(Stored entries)

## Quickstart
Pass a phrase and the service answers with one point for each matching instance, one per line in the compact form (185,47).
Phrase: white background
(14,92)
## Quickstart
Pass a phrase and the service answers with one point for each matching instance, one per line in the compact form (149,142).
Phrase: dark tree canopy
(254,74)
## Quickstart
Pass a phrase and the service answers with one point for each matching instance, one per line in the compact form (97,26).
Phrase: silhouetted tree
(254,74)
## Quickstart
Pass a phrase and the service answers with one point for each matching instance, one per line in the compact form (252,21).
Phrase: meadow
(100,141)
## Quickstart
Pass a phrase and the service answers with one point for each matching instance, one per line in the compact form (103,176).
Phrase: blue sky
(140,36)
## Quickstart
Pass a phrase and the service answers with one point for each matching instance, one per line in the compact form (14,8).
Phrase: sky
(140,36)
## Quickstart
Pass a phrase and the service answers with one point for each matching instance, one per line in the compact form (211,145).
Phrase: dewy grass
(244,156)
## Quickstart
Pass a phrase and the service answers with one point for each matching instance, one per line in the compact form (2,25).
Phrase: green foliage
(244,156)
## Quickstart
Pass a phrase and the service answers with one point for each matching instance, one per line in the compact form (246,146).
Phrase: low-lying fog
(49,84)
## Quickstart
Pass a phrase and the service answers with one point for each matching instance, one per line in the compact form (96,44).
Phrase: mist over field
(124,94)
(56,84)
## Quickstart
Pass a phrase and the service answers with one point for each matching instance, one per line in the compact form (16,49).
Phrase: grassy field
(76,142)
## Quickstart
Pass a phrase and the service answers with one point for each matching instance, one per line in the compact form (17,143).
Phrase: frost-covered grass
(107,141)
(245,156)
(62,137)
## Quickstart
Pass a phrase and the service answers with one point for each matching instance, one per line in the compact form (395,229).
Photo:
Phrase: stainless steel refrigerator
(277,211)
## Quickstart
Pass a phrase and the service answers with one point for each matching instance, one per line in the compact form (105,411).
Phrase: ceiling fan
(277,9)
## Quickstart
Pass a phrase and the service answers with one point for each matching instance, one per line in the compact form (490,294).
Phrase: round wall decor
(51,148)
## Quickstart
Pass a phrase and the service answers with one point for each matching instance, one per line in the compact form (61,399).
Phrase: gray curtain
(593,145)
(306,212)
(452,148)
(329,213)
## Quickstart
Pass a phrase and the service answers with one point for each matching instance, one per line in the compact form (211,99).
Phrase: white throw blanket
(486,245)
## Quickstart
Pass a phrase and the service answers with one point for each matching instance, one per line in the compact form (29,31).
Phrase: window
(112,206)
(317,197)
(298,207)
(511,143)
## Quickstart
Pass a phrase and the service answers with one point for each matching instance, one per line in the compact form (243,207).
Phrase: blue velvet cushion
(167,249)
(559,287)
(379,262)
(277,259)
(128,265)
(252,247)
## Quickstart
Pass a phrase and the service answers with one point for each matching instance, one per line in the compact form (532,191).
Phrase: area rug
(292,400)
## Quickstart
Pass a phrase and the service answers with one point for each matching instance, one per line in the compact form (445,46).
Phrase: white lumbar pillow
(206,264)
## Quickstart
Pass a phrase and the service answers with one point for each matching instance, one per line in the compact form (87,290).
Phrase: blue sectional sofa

## PROBLEM TO SOLVE
Could you write out all the data exactly as it is given?

## COMPLETED TASK
## Quickstart
Pass a phrase and the service answers with one point for each matching instance, one per line in the compact form (185,47).
Phrase: white background
(14,92)
## Quickstart
Pass a phrase and the service answers with one point for each matching instance, one per line in the compact form (149,142).
Phrase: dark tree canopy
(254,74)
## Quickstart
Pass a phrase and the service answers with one point for each matching instance, one per line in the compact form (97,26).
Phrase: silhouetted tree
(254,74)
## Quickstart
Pass a phrase and the service answers with one point for each matching instance, one per line in the compact form (252,21).
Phrase: meadow
(100,141)
## Quickstart
Pass a phrase and the service answers with one point for each matching instance, one per line in the compact form (103,176).
Phrase: blue sky
(140,36)
## Quickstart
Pass a phrase and the service answers with one point for each matching instance, one per line in the compact form (14,8).
Phrase: sky
(140,36)
## Quickstart
Pass a phrase and the service answers with one point for each matching instance, one per line in the compact form (211,145).
Phrase: dewy grass
(244,156)
## Quickstart
Pass a phrase and the service answers with one point for each matching instance, one per line in the compact form (2,25).
Phrase: green foliage
(244,156)
## Quickstart
Pass a phrase and the service answers with one point for each matching instance, one per line in the compact form (246,146).
Phrase: low-lying fog
(49,84)
## Quickstart
Pass a phrase and the service answers with one point for each matching instance, one per line in the compact form (96,44).
Phrase: mist over field
(124,94)
(56,84)
## Quickstart
Pass a phrase and the service answers with one point for each matching instance, one per line in the compact form (16,49).
Phrase: grassy field
(76,142)
## Quickstart
Pass a phrase and the service answers with one point for each matching instance, one per line in the compact form (17,143).
Phrase: frost-covered grass
(107,141)
(245,156)
(62,137)
## Quickstart
Pass a phrase and the service answers with one point for each matching instance, one per line in the compact form (395,229).
Photo:
Phrase: stainless steel refrigerator
(277,211)
## Quickstart
Pass a phrase and the service answers with one point for each matching instance, one per line in the compact form (105,411).
Phrase: ceiling fan
(277,9)
## Quickstart
Pass a phrase and the service answers with one point for each matching instance, one per line in the compact form (490,294).
Phrase: round wall decor
(51,148)
## Quickstart
Pass a phrase and the service answers with one point for each matching instance, one per line in the compact form (61,399).
Phrase: gray curtain
(593,145)
(306,212)
(452,148)
(329,213)
## Quickstart
Pass a phrase and the service answers with one point for each matching instance, one per line in the compact form (211,99).
Phrase: white throw blanket
(486,245)
## Quickstart
Pass a phrase and the service answers with one point for each matching instance, one per line in the compact form (29,31).
Phrase: window
(112,206)
(317,197)
(298,207)
(511,143)
## Quickstart
Pass a phrase and the service answers with one point for each matching instance, one per line in the compact form (243,207).
Phrase: blue velvet cushion
(167,249)
(559,287)
(379,262)
(277,259)
(128,265)
(252,247)
## Quickstart
Pass a phrase and the service answers with one point for each matching instance, one per line in the compact form (532,191).
Phrase: area rug
(292,400)
## Quickstart
Pass a phrase and the service answers with one point for each matching instance, one per line in the compact form (445,46).
Phrase: white lumbar pillow
(206,264)
## Quickstart
Pass a phrase and the service answers with one point for each matching instance, one per line in the compact form (87,290).
Phrase: blue sectional sofa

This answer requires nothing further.